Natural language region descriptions
== Segment start ==

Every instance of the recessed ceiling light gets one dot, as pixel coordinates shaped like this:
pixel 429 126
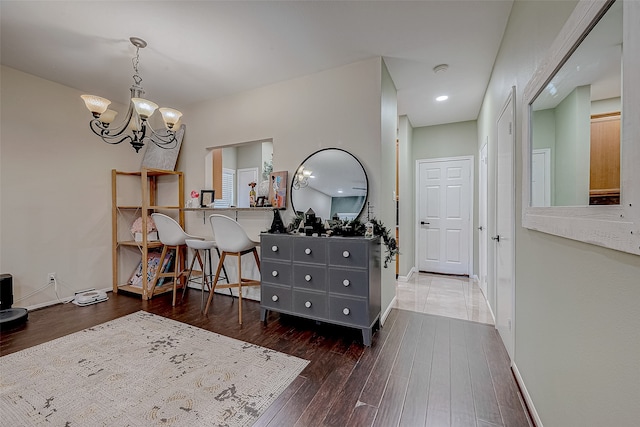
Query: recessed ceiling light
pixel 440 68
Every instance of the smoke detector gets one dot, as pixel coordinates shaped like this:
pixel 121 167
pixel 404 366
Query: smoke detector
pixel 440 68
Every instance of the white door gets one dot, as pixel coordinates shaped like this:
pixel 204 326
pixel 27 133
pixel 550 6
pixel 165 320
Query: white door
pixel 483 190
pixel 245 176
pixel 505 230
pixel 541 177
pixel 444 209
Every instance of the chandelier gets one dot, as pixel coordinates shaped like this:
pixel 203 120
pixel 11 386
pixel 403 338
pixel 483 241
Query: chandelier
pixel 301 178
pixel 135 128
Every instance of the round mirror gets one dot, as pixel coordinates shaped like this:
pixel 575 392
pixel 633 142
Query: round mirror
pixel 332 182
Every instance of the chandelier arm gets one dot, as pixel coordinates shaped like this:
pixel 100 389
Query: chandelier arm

== Segment end ==

What you are asked to do. Exactly the lines from the one containing "Query: round mirror" through the end of the records above are to be printed, and no others.

Answer for the task.
Query: round mirror
pixel 332 182
Every instance of the chandelier arm gets one dot, as pixel coordinates shaped like this:
pixel 100 389
Query: chandelier arm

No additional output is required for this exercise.